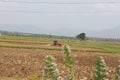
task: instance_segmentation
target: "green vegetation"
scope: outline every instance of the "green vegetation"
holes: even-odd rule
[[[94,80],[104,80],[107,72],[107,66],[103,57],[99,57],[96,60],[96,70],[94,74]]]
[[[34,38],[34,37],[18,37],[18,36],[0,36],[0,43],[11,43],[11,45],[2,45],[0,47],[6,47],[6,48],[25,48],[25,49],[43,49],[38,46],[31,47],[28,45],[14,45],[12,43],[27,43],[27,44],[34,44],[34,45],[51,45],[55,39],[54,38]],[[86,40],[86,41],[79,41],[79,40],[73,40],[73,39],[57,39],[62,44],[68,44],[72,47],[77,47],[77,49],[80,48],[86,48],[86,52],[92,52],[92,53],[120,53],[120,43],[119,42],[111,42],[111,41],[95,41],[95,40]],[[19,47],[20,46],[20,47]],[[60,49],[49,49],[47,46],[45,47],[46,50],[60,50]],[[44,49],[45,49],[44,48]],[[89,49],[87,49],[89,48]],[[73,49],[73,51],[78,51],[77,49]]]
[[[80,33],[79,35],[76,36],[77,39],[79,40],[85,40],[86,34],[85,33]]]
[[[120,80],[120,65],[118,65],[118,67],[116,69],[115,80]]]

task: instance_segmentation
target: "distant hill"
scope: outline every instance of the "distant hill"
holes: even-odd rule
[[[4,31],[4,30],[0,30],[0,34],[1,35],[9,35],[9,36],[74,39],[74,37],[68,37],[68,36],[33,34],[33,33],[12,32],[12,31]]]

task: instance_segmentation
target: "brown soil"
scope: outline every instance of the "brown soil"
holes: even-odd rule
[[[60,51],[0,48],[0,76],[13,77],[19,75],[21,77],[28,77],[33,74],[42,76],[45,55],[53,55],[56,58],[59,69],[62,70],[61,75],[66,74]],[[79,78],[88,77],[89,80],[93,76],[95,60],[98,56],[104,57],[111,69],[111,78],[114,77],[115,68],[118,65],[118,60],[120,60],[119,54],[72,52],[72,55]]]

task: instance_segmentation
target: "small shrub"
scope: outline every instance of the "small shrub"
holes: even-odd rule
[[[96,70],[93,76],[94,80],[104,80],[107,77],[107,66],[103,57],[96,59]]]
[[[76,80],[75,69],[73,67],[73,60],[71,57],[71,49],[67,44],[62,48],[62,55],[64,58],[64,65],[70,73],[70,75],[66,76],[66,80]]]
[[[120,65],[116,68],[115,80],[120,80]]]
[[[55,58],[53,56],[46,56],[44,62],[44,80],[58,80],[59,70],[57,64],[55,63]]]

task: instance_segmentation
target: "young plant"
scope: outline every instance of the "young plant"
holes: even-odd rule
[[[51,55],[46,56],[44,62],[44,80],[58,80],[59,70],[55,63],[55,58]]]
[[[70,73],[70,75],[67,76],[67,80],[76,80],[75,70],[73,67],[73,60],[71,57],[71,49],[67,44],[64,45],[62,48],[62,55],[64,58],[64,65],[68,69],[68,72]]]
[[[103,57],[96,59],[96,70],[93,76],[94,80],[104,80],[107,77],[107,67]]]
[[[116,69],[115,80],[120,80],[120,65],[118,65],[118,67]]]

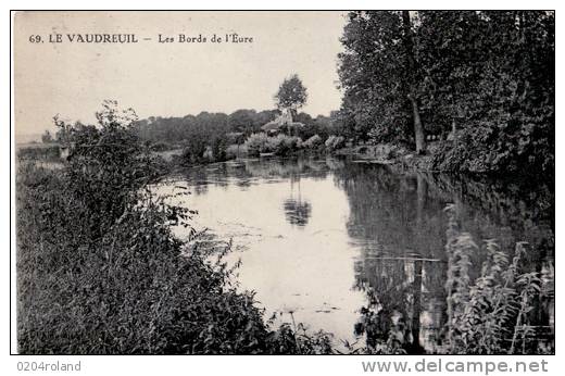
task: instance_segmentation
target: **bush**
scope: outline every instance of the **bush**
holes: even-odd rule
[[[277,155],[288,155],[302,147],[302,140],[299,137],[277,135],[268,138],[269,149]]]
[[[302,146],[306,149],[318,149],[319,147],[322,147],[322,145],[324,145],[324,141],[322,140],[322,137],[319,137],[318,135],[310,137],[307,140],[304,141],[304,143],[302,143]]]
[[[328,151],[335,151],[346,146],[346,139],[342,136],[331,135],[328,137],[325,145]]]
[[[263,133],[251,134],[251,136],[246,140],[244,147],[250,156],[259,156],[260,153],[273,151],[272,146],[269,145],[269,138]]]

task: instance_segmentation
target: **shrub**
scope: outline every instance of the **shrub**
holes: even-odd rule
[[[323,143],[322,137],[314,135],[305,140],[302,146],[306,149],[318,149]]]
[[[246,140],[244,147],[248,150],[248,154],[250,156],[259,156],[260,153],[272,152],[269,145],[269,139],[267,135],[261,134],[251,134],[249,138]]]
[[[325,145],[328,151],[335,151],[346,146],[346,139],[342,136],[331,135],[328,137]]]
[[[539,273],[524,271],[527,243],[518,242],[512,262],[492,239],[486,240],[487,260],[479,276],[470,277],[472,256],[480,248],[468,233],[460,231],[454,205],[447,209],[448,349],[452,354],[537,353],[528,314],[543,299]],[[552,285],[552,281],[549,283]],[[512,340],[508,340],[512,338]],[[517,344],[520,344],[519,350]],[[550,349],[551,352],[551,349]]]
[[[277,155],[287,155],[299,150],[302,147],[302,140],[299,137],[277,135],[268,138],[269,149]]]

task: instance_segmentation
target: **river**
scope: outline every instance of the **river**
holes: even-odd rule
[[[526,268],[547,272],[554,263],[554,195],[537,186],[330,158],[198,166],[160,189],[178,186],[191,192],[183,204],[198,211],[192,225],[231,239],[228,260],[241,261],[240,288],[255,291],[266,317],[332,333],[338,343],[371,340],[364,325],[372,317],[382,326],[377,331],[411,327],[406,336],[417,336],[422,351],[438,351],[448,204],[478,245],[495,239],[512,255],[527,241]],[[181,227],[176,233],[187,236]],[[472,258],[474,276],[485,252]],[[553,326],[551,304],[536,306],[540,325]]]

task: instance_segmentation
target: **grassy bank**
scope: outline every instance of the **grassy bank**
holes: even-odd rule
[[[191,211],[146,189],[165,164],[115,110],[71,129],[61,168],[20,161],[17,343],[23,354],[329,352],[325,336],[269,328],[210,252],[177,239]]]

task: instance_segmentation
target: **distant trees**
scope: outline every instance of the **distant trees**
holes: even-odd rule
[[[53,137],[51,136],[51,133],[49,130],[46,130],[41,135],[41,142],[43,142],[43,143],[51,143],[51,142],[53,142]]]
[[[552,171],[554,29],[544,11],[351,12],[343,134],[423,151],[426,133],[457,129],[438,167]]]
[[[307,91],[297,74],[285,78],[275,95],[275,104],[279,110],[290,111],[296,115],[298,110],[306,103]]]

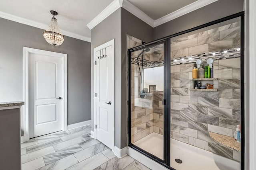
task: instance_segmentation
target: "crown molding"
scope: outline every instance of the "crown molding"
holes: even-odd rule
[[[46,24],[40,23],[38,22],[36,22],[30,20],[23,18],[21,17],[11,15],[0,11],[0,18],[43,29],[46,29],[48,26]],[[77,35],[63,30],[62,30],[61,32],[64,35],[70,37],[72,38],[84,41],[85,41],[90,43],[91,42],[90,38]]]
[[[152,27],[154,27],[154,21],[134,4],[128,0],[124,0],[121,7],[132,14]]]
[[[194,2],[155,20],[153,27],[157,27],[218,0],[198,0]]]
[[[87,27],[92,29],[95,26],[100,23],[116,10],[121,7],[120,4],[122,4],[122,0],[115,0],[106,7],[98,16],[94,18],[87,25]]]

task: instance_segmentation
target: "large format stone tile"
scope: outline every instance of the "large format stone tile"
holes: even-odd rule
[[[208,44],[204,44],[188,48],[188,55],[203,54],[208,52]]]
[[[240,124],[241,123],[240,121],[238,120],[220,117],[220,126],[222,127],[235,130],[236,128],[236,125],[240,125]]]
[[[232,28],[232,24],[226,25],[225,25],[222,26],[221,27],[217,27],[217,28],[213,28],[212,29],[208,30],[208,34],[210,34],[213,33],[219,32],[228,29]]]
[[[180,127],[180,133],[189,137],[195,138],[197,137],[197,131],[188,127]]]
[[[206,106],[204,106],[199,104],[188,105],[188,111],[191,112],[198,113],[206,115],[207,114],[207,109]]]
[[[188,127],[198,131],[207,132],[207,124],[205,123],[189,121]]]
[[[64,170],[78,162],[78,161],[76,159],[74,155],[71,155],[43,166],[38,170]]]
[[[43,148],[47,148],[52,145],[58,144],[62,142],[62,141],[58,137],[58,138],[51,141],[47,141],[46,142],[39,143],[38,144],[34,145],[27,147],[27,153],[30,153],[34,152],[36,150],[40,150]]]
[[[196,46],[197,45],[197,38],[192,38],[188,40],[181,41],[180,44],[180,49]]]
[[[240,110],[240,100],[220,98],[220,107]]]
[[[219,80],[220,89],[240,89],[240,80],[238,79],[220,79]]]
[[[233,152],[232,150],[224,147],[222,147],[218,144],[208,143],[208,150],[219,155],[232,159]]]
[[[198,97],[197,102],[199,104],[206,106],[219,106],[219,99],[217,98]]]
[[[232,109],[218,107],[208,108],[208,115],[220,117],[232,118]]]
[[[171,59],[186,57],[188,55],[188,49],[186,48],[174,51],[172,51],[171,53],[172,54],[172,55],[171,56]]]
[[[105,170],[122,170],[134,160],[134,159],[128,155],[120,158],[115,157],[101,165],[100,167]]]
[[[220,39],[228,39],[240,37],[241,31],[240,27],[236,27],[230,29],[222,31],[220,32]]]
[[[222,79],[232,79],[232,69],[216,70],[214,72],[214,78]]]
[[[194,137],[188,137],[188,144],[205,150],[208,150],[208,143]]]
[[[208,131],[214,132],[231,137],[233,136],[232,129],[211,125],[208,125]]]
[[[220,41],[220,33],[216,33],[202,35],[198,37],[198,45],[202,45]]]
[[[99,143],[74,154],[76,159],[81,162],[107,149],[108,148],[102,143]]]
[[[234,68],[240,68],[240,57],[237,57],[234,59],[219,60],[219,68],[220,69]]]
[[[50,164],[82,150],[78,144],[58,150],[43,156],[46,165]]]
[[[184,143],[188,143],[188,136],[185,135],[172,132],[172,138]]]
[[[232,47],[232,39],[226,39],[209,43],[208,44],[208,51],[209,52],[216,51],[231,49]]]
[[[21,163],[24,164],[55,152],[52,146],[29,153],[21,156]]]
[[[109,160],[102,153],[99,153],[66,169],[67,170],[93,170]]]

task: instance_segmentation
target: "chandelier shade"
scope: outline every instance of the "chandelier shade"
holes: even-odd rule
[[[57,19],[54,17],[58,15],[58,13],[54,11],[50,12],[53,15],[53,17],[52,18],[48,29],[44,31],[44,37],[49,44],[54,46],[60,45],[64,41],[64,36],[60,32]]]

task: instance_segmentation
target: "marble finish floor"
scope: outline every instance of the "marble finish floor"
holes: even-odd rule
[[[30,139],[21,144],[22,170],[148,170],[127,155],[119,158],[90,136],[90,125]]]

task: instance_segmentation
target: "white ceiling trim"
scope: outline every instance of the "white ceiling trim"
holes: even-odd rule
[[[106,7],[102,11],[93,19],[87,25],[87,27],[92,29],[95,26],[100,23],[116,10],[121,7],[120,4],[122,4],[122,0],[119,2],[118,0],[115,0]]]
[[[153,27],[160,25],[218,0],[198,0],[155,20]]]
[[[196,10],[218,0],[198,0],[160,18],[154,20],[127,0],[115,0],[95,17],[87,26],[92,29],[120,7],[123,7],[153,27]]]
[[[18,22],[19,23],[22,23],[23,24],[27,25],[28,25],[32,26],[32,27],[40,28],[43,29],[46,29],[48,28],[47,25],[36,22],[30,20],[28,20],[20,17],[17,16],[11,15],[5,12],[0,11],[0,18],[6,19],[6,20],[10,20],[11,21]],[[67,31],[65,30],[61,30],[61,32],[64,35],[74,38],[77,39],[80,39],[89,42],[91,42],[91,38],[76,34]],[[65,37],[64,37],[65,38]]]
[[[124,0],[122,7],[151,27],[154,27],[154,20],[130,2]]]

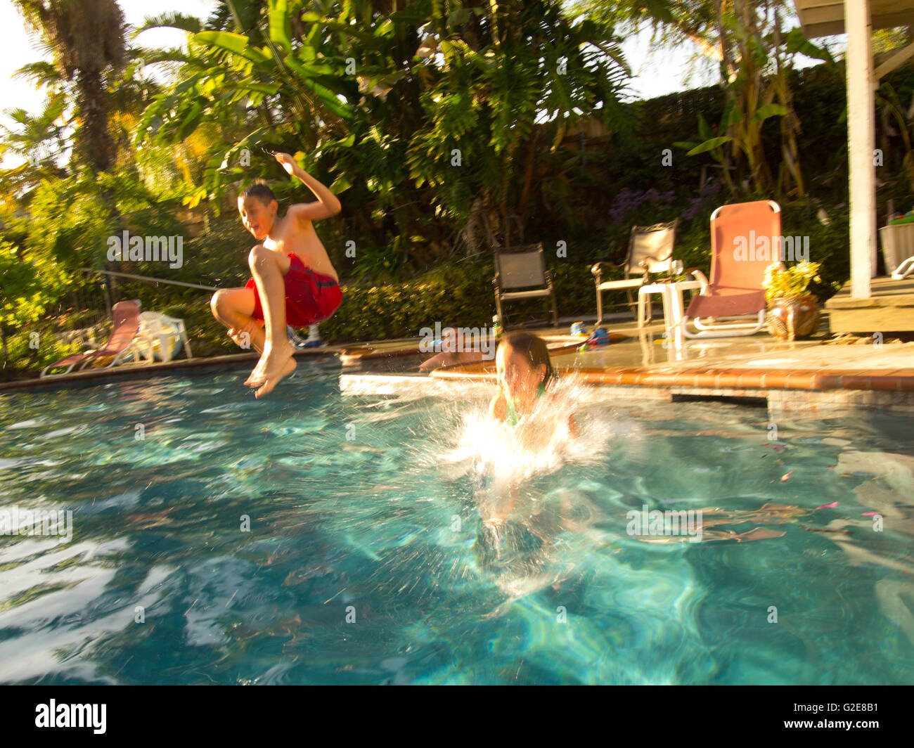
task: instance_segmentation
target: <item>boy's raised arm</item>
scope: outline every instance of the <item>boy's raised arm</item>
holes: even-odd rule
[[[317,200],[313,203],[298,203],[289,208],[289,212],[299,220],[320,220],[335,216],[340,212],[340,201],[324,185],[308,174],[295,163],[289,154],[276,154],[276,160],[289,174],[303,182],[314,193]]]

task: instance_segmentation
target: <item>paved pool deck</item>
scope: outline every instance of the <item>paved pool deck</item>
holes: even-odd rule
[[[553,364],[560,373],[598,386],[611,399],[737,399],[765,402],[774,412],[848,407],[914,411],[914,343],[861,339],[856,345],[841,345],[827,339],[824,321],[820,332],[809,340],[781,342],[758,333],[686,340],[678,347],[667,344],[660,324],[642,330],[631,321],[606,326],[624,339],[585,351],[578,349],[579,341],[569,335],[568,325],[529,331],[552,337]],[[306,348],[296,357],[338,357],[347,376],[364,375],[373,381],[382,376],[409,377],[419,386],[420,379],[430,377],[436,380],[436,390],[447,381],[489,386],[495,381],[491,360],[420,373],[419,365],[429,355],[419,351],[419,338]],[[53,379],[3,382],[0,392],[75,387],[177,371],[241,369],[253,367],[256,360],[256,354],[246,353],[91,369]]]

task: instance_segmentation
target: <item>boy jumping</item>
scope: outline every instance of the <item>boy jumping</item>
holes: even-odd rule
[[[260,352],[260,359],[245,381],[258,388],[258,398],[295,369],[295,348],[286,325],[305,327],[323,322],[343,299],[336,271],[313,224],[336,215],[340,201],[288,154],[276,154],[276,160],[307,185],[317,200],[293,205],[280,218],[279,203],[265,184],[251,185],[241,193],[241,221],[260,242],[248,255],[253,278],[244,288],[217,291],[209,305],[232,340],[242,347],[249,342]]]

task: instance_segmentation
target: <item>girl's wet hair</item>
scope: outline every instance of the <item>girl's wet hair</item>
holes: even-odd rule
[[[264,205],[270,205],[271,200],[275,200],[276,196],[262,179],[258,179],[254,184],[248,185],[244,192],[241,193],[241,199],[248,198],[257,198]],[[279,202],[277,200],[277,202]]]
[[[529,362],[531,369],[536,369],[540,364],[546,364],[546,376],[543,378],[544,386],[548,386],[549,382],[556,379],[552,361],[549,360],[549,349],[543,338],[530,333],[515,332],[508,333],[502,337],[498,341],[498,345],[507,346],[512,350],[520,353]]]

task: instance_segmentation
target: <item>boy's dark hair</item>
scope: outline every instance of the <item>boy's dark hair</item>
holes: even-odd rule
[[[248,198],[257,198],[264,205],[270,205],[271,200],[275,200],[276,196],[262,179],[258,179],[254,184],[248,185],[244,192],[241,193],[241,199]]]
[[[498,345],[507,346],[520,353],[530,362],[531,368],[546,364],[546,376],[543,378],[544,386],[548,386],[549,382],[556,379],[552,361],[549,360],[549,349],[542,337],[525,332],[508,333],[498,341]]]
══════════════════════════════
__What you have to do__: Find every line above that contains the word "girl" and copy each of those lines in full. Case counts.

__Result of this exercise__:
target: <item>girl's wet hair</item>
scope: outline every instance of the <item>girl's wet hair</item>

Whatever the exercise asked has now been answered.